++++ Dataset entries ++++

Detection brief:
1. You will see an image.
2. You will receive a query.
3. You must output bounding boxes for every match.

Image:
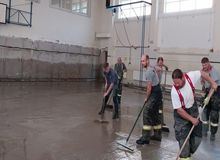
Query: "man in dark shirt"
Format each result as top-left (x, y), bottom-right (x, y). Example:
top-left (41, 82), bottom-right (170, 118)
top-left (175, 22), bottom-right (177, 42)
top-left (99, 63), bottom-right (119, 119)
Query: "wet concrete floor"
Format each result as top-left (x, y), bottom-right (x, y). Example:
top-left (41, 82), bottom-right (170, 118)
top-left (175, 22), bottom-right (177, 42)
top-left (0, 82), bottom-right (220, 160)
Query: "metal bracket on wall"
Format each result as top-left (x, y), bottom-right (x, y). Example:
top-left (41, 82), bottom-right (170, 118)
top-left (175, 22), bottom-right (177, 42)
top-left (6, 0), bottom-right (33, 27)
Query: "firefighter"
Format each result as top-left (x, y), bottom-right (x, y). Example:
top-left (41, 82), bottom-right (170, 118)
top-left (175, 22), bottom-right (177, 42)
top-left (114, 57), bottom-right (127, 105)
top-left (136, 55), bottom-right (162, 145)
top-left (171, 69), bottom-right (217, 160)
top-left (99, 63), bottom-right (119, 119)
top-left (152, 57), bottom-right (169, 132)
top-left (201, 57), bottom-right (220, 141)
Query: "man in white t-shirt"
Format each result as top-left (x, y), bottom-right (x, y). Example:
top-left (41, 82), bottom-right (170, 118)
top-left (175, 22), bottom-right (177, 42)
top-left (171, 69), bottom-right (217, 160)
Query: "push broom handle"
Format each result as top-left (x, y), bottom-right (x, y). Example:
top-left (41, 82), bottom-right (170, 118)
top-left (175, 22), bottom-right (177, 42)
top-left (126, 99), bottom-right (148, 143)
top-left (176, 89), bottom-right (215, 160)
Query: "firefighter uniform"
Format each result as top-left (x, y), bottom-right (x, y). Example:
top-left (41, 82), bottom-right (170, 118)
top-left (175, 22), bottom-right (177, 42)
top-left (202, 67), bottom-right (220, 140)
top-left (114, 62), bottom-right (127, 104)
top-left (99, 68), bottom-right (119, 119)
top-left (171, 71), bottom-right (202, 159)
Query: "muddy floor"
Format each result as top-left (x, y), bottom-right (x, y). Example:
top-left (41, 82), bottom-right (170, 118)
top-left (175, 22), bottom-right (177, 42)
top-left (0, 82), bottom-right (220, 160)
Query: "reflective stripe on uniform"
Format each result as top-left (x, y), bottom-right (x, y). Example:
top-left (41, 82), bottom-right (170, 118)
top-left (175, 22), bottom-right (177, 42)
top-left (153, 124), bottom-right (161, 129)
top-left (210, 122), bottom-right (218, 127)
top-left (179, 157), bottom-right (191, 160)
top-left (143, 125), bottom-right (152, 131)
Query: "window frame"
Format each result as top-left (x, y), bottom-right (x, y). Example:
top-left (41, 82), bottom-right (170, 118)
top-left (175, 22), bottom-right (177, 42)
top-left (50, 0), bottom-right (91, 17)
top-left (161, 0), bottom-right (214, 15)
top-left (117, 0), bottom-right (152, 21)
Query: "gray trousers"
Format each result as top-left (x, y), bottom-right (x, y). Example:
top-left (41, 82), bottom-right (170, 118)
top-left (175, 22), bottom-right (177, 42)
top-left (174, 102), bottom-right (202, 158)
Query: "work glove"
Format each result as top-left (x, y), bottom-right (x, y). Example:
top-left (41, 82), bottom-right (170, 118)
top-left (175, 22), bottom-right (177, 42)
top-left (203, 96), bottom-right (210, 106)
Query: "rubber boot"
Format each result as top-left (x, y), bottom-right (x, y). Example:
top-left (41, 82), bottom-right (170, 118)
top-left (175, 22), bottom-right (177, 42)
top-left (136, 130), bottom-right (150, 145)
top-left (150, 129), bottom-right (162, 142)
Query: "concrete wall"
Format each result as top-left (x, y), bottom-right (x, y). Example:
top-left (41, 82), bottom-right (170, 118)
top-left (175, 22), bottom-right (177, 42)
top-left (96, 0), bottom-right (220, 88)
top-left (0, 36), bottom-right (103, 80)
top-left (0, 0), bottom-right (100, 47)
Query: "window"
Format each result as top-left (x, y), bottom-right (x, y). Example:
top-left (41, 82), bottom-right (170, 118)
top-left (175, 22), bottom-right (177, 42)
top-left (51, 0), bottom-right (90, 15)
top-left (118, 0), bottom-right (151, 19)
top-left (164, 0), bottom-right (213, 13)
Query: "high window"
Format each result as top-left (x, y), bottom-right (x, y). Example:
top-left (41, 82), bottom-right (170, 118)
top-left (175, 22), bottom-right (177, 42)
top-left (51, 0), bottom-right (90, 15)
top-left (118, 0), bottom-right (151, 19)
top-left (164, 0), bottom-right (213, 13)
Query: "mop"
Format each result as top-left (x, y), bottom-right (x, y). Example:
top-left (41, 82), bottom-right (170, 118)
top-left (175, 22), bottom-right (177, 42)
top-left (162, 70), bottom-right (170, 132)
top-left (117, 100), bottom-right (147, 152)
top-left (176, 89), bottom-right (215, 160)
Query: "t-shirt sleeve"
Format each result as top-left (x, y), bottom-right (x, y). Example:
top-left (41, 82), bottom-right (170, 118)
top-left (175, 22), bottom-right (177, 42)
top-left (211, 69), bottom-right (219, 81)
top-left (187, 71), bottom-right (201, 86)
top-left (145, 70), bottom-right (154, 82)
top-left (171, 87), bottom-right (182, 109)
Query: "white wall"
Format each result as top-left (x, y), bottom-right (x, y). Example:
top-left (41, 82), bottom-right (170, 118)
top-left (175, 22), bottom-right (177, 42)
top-left (0, 0), bottom-right (99, 47)
top-left (96, 0), bottom-right (220, 89)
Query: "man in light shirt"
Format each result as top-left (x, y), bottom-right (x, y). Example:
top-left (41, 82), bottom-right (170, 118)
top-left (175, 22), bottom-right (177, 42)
top-left (171, 69), bottom-right (217, 160)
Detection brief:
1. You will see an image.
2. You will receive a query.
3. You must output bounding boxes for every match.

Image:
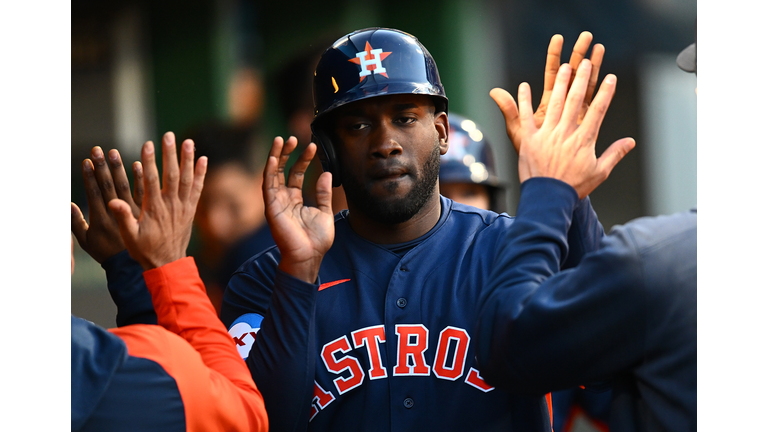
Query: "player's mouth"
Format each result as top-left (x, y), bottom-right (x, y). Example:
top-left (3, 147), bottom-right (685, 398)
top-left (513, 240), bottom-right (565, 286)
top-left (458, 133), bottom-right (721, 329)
top-left (370, 166), bottom-right (408, 181)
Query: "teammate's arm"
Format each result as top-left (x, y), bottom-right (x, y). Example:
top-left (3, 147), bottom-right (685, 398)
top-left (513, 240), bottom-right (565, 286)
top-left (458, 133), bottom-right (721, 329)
top-left (71, 146), bottom-right (157, 327)
top-left (221, 137), bottom-right (334, 431)
top-left (494, 31), bottom-right (605, 153)
top-left (475, 52), bottom-right (634, 392)
top-left (262, 137), bottom-right (334, 283)
top-left (109, 132), bottom-right (268, 431)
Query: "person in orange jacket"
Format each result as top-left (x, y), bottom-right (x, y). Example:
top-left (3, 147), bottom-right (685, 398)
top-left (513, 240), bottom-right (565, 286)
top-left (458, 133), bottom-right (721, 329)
top-left (71, 133), bottom-right (269, 431)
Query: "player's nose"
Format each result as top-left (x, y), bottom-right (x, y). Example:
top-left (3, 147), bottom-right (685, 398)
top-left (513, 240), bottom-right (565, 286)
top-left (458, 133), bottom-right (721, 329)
top-left (370, 126), bottom-right (403, 159)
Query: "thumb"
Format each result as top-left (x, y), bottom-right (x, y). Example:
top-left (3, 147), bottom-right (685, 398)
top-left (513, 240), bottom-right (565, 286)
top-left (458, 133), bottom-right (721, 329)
top-left (597, 138), bottom-right (635, 177)
top-left (107, 198), bottom-right (139, 246)
top-left (317, 172), bottom-right (333, 215)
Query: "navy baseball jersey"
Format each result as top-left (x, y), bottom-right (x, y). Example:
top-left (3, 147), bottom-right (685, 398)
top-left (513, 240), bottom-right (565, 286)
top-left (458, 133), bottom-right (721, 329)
top-left (475, 177), bottom-right (697, 432)
top-left (221, 197), bottom-right (603, 432)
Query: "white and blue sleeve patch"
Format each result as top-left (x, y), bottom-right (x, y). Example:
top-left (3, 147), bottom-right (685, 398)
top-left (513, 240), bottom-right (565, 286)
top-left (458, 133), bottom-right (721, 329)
top-left (229, 313), bottom-right (264, 360)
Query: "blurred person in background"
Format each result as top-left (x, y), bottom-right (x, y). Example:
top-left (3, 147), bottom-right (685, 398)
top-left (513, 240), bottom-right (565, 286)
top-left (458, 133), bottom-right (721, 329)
top-left (70, 134), bottom-right (269, 432)
top-left (187, 122), bottom-right (274, 312)
top-left (439, 113), bottom-right (504, 213)
top-left (275, 41), bottom-right (347, 214)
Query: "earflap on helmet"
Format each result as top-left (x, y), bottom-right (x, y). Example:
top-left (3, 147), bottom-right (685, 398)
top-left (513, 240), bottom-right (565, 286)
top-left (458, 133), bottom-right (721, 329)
top-left (312, 125), bottom-right (341, 187)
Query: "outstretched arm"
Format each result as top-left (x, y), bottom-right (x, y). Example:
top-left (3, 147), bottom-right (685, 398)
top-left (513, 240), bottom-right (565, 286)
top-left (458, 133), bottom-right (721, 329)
top-left (71, 146), bottom-right (157, 327)
top-left (222, 137), bottom-right (335, 431)
top-left (476, 56), bottom-right (634, 393)
top-left (504, 31), bottom-right (605, 153)
top-left (262, 137), bottom-right (334, 283)
top-left (109, 132), bottom-right (268, 430)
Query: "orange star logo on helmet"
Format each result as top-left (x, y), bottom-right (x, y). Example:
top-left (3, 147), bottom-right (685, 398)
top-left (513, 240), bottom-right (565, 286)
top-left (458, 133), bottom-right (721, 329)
top-left (349, 41), bottom-right (392, 82)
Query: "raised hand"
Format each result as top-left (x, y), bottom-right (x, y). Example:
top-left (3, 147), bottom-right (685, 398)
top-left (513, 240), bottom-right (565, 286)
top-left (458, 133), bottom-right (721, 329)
top-left (109, 132), bottom-right (208, 270)
top-left (491, 59), bottom-right (635, 198)
top-left (262, 137), bottom-right (335, 283)
top-left (492, 31), bottom-right (605, 153)
top-left (71, 146), bottom-right (144, 264)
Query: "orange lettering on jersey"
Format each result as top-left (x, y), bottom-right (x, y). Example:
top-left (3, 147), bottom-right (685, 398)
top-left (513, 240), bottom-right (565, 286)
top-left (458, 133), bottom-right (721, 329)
top-left (432, 326), bottom-right (469, 381)
top-left (352, 325), bottom-right (387, 380)
top-left (464, 368), bottom-right (496, 393)
top-left (309, 381), bottom-right (336, 421)
top-left (392, 324), bottom-right (430, 375)
top-left (321, 336), bottom-right (365, 395)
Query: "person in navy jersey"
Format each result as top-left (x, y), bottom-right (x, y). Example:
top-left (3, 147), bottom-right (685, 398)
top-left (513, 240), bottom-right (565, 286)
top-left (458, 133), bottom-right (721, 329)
top-left (221, 28), bottom-right (624, 432)
top-left (71, 134), bottom-right (269, 431)
top-left (475, 38), bottom-right (697, 432)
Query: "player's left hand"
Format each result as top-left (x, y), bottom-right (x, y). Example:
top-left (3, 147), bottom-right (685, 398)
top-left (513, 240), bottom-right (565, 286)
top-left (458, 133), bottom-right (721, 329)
top-left (500, 60), bottom-right (635, 198)
top-left (109, 132), bottom-right (208, 270)
top-left (71, 146), bottom-right (144, 264)
top-left (498, 31), bottom-right (605, 154)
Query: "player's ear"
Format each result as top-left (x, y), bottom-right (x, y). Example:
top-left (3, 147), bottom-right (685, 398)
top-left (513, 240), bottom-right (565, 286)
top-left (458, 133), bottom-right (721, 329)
top-left (435, 112), bottom-right (448, 155)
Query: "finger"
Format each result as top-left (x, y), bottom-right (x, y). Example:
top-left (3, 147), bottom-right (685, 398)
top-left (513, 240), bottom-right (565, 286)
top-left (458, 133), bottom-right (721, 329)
top-left (288, 143), bottom-right (317, 189)
top-left (91, 146), bottom-right (117, 205)
top-left (542, 35), bottom-right (563, 96)
top-left (108, 199), bottom-right (139, 246)
top-left (179, 139), bottom-right (195, 200)
top-left (568, 31), bottom-right (592, 82)
top-left (83, 159), bottom-right (107, 221)
top-left (580, 74), bottom-right (616, 140)
top-left (517, 83), bottom-right (536, 132)
top-left (262, 137), bottom-right (284, 191)
top-left (540, 63), bottom-right (571, 128)
top-left (162, 132), bottom-right (179, 196)
top-left (560, 60), bottom-right (592, 132)
top-left (581, 44), bottom-right (605, 118)
top-left (141, 141), bottom-right (160, 211)
top-left (490, 88), bottom-right (520, 152)
top-left (107, 149), bottom-right (139, 216)
top-left (70, 203), bottom-right (88, 247)
top-left (310, 170), bottom-right (333, 215)
top-left (597, 138), bottom-right (635, 178)
top-left (133, 161), bottom-right (144, 209)
top-left (188, 156), bottom-right (208, 208)
top-left (277, 136), bottom-right (299, 184)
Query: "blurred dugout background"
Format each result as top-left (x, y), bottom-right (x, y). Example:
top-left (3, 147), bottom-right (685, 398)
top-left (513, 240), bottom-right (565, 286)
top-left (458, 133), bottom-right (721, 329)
top-left (71, 0), bottom-right (696, 362)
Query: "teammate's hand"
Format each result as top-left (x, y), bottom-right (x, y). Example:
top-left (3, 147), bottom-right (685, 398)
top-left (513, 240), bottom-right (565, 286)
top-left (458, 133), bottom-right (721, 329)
top-left (262, 137), bottom-right (335, 283)
top-left (498, 31), bottom-right (605, 154)
top-left (109, 132), bottom-right (208, 270)
top-left (71, 146), bottom-right (144, 264)
top-left (500, 59), bottom-right (635, 198)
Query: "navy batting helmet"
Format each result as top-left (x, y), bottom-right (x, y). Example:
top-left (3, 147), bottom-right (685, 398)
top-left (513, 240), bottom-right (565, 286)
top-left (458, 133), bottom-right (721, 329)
top-left (440, 114), bottom-right (501, 188)
top-left (312, 27), bottom-right (448, 186)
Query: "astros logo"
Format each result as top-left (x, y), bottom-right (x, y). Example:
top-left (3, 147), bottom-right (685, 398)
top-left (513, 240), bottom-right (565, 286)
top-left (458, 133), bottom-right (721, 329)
top-left (349, 42), bottom-right (392, 82)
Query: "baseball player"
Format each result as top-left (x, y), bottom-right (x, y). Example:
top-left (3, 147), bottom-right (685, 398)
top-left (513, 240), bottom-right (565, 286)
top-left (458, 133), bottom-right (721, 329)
top-left (440, 113), bottom-right (611, 432)
top-left (439, 113), bottom-right (504, 213)
top-left (475, 38), bottom-right (697, 432)
top-left (221, 28), bottom-right (603, 432)
top-left (71, 134), bottom-right (268, 431)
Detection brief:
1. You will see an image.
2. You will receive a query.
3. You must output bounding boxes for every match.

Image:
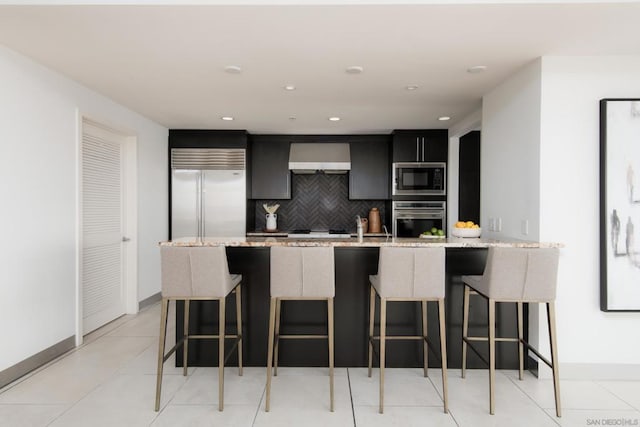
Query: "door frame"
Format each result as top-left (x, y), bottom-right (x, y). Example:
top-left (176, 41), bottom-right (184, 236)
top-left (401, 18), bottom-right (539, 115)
top-left (75, 110), bottom-right (138, 346)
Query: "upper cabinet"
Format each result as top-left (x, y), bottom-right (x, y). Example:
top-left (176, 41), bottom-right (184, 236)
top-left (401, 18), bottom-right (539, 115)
top-left (392, 129), bottom-right (449, 163)
top-left (349, 135), bottom-right (390, 200)
top-left (251, 135), bottom-right (291, 200)
top-left (169, 129), bottom-right (247, 149)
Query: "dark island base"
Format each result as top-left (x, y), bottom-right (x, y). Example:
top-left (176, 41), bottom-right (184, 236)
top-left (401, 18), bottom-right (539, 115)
top-left (176, 247), bottom-right (528, 369)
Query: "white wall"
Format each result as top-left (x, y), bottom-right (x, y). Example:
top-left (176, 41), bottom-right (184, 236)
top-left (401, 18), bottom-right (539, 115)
top-left (0, 47), bottom-right (167, 371)
top-left (480, 60), bottom-right (541, 240)
top-left (481, 56), bottom-right (640, 378)
top-left (540, 56), bottom-right (640, 375)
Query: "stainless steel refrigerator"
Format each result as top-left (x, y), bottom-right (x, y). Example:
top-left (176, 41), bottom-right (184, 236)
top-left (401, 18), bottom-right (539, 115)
top-left (171, 148), bottom-right (247, 239)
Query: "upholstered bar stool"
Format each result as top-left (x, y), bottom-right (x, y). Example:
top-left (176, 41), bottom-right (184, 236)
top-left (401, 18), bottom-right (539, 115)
top-left (462, 247), bottom-right (561, 417)
top-left (265, 246), bottom-right (336, 412)
top-left (369, 247), bottom-right (448, 414)
top-left (155, 246), bottom-right (242, 411)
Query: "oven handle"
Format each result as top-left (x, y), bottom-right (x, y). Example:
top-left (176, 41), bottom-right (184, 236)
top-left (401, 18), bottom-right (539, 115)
top-left (395, 211), bottom-right (444, 219)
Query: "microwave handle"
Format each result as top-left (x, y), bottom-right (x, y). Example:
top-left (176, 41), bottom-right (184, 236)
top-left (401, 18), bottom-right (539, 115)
top-left (396, 211), bottom-right (444, 219)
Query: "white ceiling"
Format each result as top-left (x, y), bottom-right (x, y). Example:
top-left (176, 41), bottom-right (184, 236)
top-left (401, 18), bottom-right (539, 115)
top-left (0, 2), bottom-right (640, 133)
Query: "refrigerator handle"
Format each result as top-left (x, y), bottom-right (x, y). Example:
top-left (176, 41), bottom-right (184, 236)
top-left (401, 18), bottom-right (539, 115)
top-left (200, 171), bottom-right (207, 239)
top-left (196, 172), bottom-right (202, 238)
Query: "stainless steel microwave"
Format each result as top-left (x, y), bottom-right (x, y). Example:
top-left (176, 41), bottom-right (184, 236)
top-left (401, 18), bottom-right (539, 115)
top-left (392, 162), bottom-right (447, 196)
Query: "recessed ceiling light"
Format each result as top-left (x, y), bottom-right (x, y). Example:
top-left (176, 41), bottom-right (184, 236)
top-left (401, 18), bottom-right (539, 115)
top-left (345, 65), bottom-right (364, 74)
top-left (467, 65), bottom-right (487, 74)
top-left (224, 65), bottom-right (242, 74)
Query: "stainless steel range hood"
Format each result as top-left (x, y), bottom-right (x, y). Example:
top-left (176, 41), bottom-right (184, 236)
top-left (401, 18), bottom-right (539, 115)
top-left (289, 142), bottom-right (351, 174)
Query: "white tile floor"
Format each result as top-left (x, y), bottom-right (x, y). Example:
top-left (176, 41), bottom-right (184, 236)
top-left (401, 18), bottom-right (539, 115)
top-left (0, 305), bottom-right (640, 427)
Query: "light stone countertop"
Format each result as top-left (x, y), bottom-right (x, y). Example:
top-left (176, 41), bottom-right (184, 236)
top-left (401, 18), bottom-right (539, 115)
top-left (160, 236), bottom-right (563, 248)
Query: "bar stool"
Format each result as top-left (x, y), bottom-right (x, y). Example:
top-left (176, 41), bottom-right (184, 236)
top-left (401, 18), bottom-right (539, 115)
top-left (369, 247), bottom-right (448, 414)
top-left (155, 246), bottom-right (242, 412)
top-left (265, 246), bottom-right (336, 412)
top-left (462, 247), bottom-right (561, 417)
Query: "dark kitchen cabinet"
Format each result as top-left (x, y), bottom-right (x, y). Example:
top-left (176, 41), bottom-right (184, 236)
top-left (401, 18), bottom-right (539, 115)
top-left (392, 129), bottom-right (449, 162)
top-left (458, 130), bottom-right (480, 224)
top-left (349, 135), bottom-right (391, 200)
top-left (251, 135), bottom-right (291, 200)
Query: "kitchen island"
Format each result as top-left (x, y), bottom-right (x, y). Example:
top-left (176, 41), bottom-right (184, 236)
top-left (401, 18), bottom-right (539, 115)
top-left (160, 236), bottom-right (561, 369)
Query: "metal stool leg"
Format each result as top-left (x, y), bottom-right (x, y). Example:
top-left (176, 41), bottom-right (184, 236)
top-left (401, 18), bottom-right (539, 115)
top-left (236, 285), bottom-right (242, 376)
top-left (327, 298), bottom-right (334, 412)
top-left (380, 298), bottom-right (387, 414)
top-left (218, 298), bottom-right (226, 411)
top-left (155, 298), bottom-right (169, 412)
top-left (264, 297), bottom-right (276, 412)
top-left (461, 285), bottom-right (471, 378)
top-left (182, 300), bottom-right (191, 377)
top-left (516, 302), bottom-right (524, 380)
top-left (421, 301), bottom-right (429, 377)
top-left (547, 301), bottom-right (562, 417)
top-left (368, 285), bottom-right (376, 377)
top-left (489, 299), bottom-right (496, 415)
top-left (438, 298), bottom-right (449, 414)
top-left (273, 298), bottom-right (282, 377)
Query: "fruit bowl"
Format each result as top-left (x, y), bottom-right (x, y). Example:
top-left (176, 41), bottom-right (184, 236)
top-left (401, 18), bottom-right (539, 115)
top-left (451, 227), bottom-right (482, 237)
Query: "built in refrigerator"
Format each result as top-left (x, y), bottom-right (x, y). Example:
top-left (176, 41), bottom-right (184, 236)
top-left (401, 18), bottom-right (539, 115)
top-left (171, 148), bottom-right (247, 239)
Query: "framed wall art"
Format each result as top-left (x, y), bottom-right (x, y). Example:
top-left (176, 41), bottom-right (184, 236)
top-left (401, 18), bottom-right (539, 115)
top-left (600, 99), bottom-right (640, 311)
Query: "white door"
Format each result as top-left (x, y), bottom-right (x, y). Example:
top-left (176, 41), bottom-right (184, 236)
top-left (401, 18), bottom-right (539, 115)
top-left (81, 121), bottom-right (126, 335)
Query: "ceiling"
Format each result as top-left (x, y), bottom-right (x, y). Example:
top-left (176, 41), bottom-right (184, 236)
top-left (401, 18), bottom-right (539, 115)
top-left (0, 1), bottom-right (640, 133)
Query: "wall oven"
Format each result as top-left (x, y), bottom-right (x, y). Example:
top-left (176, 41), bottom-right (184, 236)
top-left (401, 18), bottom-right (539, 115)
top-left (392, 162), bottom-right (447, 196)
top-left (392, 200), bottom-right (447, 237)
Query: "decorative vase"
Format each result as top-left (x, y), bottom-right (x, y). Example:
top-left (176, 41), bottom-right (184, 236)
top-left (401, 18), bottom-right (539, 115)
top-left (266, 214), bottom-right (278, 231)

++++

## Problem to solve
Return the material word for word, everything from its start down to the line containing "top-left (6, 0), bottom-right (33, 27)", with both of those ends included. Leave the pictures out of your answer.

## The output
Detection brief:
1. You will see an image.
2. You will receive a query.
3. You must output bounding boxes for every match.

Image:
Query: "man in dark shirt"
Format each result as top-left (x, y), bottom-right (x, y). Example:
top-left (41, 82), bottom-right (170, 118)
top-left (175, 22), bottom-right (177, 42)
top-left (99, 63), bottom-right (119, 119)
Query: "wet concrete floor"
Format each result as top-left (x, y), bottom-right (x, y). Example:
top-left (41, 82), bottom-right (170, 118)
top-left (175, 22), bottom-right (177, 42)
top-left (0, 82), bottom-right (220, 160)
Query: "metal bracket on wall"
Format each result as top-left (x, y), bottom-right (x, y). Example:
top-left (41, 82), bottom-right (170, 118)
top-left (175, 22), bottom-right (177, 42)
top-left (6, 0), bottom-right (33, 27)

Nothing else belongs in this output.